▶ [Work order]: Each entry below is to be returned exactly, with any pictures left out.

======== Source material ========

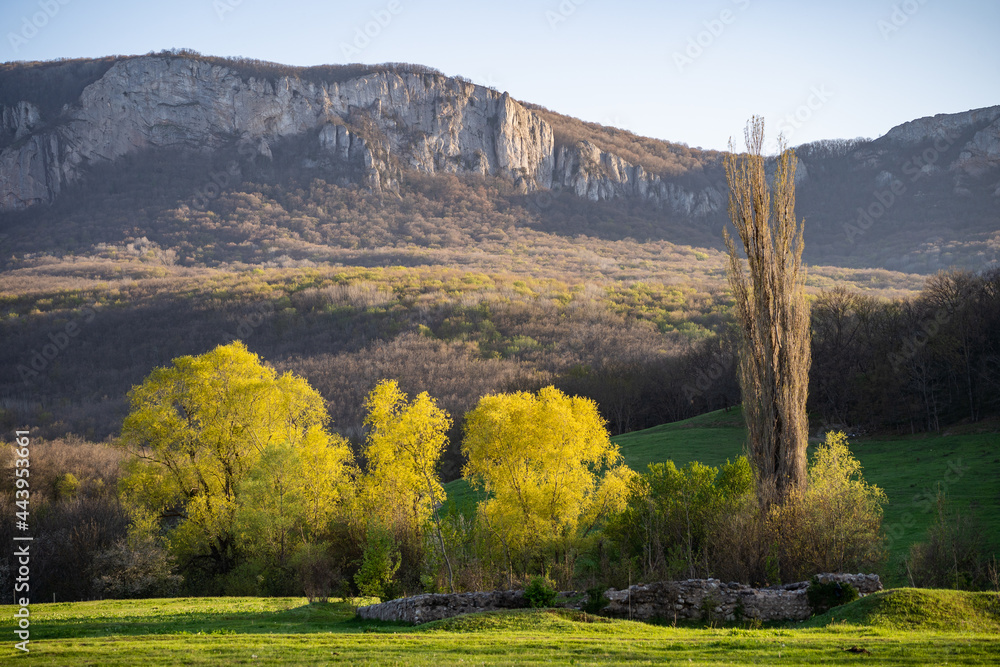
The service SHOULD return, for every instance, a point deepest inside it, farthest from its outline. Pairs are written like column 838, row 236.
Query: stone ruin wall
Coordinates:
column 693, row 599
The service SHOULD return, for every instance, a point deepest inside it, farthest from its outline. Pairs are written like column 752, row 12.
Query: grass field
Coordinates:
column 902, row 627
column 909, row 469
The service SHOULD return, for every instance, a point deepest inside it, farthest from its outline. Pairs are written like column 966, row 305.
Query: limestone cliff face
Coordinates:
column 978, row 153
column 384, row 121
column 598, row 175
column 379, row 124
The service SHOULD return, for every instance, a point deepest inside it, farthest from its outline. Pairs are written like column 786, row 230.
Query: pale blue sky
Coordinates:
column 628, row 63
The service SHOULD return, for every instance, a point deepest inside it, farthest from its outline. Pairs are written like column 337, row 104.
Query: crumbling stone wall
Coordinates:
column 693, row 599
column 711, row 599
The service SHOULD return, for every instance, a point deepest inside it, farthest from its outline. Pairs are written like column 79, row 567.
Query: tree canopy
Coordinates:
column 548, row 466
column 214, row 431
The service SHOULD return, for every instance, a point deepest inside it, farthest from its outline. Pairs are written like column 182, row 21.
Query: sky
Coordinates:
column 691, row 72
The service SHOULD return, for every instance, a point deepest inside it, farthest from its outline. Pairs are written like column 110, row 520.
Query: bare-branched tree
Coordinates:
column 772, row 314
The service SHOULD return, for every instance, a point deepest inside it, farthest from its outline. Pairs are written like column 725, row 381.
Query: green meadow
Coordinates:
column 898, row 627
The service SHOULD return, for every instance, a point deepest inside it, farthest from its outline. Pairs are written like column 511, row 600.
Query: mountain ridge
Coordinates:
column 371, row 124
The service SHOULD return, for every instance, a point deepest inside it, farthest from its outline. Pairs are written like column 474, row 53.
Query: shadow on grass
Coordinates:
column 317, row 617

========

▶ [Answer area]:
The service SHOULD return, for every instance, a point deepest inside it, farthest from its outline. Pairs are written like column 838, row 236.
Query: stone ruin wall
Coordinates:
column 693, row 599
The service SHOULD return, for every instance, a point deepest inside it, farthest from its outline. Pairs are written like column 752, row 12.
Query: grass field
Coordinates:
column 902, row 627
column 909, row 469
The service SHOULD return, for every instance, a point deepest inside it, farthest from its outline. Pairs are written like column 966, row 305.
Query: limestone cliff face
Coordinates:
column 978, row 153
column 384, row 121
column 598, row 175
column 379, row 124
The service SHOULD return, for every instance, a point deepest inside it, farthest from its outline. Pairs are written like column 786, row 230.
Query: pale blue sky
Coordinates:
column 628, row 63
The service SHOULD return, for every instance, a point deepest inside it, farthest from its outline. Pairs are written like column 337, row 104.
Query: crumbling stone wall
Coordinates:
column 693, row 599
column 711, row 599
The service SHOULD return, for every instance, a point deepest inside it, farthest from its outline. Pairs are written like column 79, row 567.
Query: tree canopy
Coordinates:
column 548, row 466
column 214, row 431
The service SHOULD return, for every instance, a point deepest inside it, farthest from its outline. Pairs are written like column 182, row 21.
Query: sky
Coordinates:
column 691, row 72
The service SHOULD return, for every instance, a point deepest inside it, farthest from its outline. Pairs are written like column 110, row 520.
Query: bare-branched tree
Coordinates:
column 772, row 314
The service SHOULD return, for every instance, a point deepest inside it, farthest from its outline. Pairs are written like column 725, row 381.
Query: green meadow
Coordinates:
column 898, row 627
The service SHOULD return, for every instance, a point deepest inside it, farthest from its outline. Pairs are written like column 511, row 600.
Query: mountain ridge
Coordinates:
column 371, row 124
The service SHOULD return, for every instance, a point deepest inside it, farthest from its outline. Pairs are written like column 474, row 53.
Query: shadow on grass
Coordinates:
column 317, row 617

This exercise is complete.